━━━━━ DATA RECORDS

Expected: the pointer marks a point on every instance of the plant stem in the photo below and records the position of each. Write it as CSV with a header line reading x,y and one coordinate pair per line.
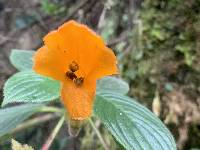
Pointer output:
x,y
99,135
52,136
51,109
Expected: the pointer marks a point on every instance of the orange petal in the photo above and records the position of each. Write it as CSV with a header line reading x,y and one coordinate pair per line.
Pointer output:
x,y
89,49
78,100
49,63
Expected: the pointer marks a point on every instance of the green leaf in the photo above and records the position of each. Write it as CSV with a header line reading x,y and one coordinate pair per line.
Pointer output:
x,y
133,125
112,84
18,146
11,117
27,86
22,59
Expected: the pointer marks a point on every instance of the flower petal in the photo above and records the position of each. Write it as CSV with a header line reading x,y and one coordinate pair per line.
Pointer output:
x,y
78,100
49,63
89,48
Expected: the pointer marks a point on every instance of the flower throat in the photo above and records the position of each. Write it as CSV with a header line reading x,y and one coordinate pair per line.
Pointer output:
x,y
73,67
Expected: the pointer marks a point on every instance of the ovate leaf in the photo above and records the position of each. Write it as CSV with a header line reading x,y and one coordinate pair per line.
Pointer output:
x,y
112,84
13,116
27,86
133,125
22,59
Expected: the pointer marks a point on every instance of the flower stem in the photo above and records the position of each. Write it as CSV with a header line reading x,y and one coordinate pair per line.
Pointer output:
x,y
52,136
99,135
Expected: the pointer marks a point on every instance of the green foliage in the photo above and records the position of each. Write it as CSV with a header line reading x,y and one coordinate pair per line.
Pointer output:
x,y
27,86
51,8
129,122
22,59
132,124
18,146
112,84
13,116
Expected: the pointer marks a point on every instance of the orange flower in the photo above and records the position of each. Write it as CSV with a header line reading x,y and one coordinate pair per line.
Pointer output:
x,y
77,57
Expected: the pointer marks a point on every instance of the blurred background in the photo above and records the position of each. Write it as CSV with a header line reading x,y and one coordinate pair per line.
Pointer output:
x,y
158,48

━━━━━━━━━━

▶ [WORK TO COMPLETE]
Please copy all of the data above with every "photo" swapped for "image" and nothing else changed. Leave the pictures out of your copy.

▶ [COMPLETE ANSWER]
Expected: the pointer marks a point on every instance of the plant stem in the image below and records the position of each. Write it as CSV with a header line reading x,y and one coordinate pair per line.
Pointer output:
x,y
99,135
52,136
51,109
Expected: the pointer marks a point on every instance of the orange petal in the image above and records the position of each. Write it as CSV with a header line reading x,y and one coordinate pair per line.
Pointer output:
x,y
89,49
78,100
49,63
Expected: the pointer marks a point on every instance of the green leaf in the image above and records the position of each. Write it as CSV with a header line reading x,y and one coordinate pair per line.
Pointer output:
x,y
133,125
112,84
18,146
11,117
27,86
22,59
Expected: the pointer marks a point on every instance of the flower petal in the image above and records the position of each. Write it as CSV with a header line reading x,y and one coordinate pair per line.
Pointer output:
x,y
78,100
49,63
89,48
Expected: the pointer marks a point on every instance of the flower throat in the image above and records the position of each. Write it as CSV with a header line reading x,y and one coordinate pair per line.
Pointer output:
x,y
73,67
Expected: the pointer marks a point on every instance of the ovate leaf in the image above and records the position of each. Write it as CSV with a header line reading x,y and one coordinate pair per line.
Pointer output:
x,y
112,84
13,116
27,86
133,125
22,59
Expected: the pointer marks a point on every instance of the flower stem in the image above and records the position of each. Write it as CSV with a header line reading x,y and one coordinate pair per line.
Pointer output:
x,y
52,136
99,135
Expected: the pointer marks a point on every instance of the green foliage in the image above and records the position of each. Write it as CSV with a header line reading x,y and one coordinate pair per line.
Pointer output:
x,y
27,86
51,8
129,122
22,59
132,124
18,146
112,84
13,116
Expected: the pointer marks a point on every instance of the orange flower in the image above and records the position of each. Write it as CSV with a header line reading x,y and one coordinate pair per line.
Pointer output:
x,y
77,57
Expected: the pointer marks a point on every instance of the blurred background in the image above and records the position of each. Write it as CSV with a header line reading x,y and one coordinate pair per line.
Pointer output:
x,y
158,48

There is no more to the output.